[BEGIN]
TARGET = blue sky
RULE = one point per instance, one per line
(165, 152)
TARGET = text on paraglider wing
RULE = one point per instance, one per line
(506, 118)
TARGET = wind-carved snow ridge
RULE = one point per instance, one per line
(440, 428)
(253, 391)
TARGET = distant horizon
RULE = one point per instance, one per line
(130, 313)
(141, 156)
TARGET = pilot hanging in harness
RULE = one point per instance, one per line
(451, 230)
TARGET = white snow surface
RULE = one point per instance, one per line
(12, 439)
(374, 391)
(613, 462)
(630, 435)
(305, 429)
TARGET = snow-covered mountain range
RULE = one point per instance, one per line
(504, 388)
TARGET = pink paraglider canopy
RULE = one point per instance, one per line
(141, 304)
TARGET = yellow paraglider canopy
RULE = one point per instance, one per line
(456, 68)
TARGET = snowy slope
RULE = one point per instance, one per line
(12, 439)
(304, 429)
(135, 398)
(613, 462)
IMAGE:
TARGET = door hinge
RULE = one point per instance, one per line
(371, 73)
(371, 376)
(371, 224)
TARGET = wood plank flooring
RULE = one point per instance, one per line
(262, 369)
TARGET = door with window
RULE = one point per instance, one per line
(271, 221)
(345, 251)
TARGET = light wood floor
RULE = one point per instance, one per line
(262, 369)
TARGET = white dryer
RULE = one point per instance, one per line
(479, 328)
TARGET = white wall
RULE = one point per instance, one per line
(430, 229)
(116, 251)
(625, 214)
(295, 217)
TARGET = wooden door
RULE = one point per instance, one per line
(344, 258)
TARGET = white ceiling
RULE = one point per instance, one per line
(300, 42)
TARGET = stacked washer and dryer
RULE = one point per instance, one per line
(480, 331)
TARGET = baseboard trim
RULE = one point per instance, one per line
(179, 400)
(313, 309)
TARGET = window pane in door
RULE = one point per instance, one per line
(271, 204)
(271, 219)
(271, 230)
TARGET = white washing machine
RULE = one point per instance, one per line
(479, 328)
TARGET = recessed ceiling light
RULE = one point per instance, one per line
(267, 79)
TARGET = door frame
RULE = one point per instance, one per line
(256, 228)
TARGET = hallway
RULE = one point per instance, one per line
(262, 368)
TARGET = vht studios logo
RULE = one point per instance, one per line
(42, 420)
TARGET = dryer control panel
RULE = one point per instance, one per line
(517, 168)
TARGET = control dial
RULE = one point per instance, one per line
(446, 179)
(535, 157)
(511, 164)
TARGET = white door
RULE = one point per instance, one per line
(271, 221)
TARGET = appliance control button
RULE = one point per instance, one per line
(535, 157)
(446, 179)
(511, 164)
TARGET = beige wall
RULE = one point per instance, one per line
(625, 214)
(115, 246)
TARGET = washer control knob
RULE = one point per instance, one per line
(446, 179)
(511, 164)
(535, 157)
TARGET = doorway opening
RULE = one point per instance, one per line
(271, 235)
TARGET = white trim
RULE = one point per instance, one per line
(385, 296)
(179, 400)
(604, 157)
[END]
[BEGIN]
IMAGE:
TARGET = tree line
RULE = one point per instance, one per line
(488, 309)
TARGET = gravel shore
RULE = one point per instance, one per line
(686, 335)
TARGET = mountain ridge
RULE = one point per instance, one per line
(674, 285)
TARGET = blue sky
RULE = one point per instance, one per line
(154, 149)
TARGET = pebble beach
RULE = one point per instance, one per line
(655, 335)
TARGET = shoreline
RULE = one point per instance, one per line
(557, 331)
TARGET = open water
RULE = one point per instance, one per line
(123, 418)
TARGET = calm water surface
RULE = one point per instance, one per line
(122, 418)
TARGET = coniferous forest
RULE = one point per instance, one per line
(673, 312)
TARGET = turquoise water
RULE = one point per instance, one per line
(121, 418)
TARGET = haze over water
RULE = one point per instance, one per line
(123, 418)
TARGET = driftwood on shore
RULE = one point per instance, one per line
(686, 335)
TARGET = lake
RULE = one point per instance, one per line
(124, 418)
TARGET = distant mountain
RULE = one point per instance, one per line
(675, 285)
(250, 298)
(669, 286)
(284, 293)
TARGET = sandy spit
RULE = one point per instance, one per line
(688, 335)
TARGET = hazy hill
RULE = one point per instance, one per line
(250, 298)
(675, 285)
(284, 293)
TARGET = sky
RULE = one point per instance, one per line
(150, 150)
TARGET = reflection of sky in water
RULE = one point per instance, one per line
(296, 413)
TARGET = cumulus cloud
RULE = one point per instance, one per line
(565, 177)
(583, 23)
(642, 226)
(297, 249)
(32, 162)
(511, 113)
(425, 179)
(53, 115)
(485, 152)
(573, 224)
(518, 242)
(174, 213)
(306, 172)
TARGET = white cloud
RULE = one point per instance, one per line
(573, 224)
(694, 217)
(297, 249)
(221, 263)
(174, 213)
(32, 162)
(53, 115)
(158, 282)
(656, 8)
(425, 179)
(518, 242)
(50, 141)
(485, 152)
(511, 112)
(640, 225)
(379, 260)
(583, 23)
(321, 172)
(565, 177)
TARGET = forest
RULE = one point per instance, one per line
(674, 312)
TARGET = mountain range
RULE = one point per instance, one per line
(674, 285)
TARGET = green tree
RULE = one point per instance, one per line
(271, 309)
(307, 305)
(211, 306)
[END]
[BEGIN]
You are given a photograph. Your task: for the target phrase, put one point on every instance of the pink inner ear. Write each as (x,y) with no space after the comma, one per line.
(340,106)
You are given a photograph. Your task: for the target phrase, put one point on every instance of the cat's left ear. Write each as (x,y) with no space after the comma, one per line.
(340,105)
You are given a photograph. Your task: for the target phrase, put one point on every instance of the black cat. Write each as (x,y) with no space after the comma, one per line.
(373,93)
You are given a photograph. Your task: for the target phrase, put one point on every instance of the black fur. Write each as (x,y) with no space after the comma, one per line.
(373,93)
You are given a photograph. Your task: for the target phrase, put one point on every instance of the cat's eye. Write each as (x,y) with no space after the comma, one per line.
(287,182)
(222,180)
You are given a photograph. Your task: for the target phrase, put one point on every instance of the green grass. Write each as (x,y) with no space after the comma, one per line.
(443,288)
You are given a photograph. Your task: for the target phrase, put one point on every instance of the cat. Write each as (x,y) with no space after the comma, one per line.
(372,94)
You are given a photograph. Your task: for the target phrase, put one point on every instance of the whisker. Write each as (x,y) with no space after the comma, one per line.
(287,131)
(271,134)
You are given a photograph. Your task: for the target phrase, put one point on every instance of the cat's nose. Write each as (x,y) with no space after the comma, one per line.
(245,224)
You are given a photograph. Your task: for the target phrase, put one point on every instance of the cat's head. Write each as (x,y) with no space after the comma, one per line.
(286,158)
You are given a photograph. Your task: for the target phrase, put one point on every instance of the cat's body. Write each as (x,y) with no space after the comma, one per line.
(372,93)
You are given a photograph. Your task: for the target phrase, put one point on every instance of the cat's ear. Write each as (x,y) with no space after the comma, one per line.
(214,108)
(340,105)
[END]
_Exercise task_
Count the lines of the data above that contain the word "green", and give only the number.

_Exercise answer_
2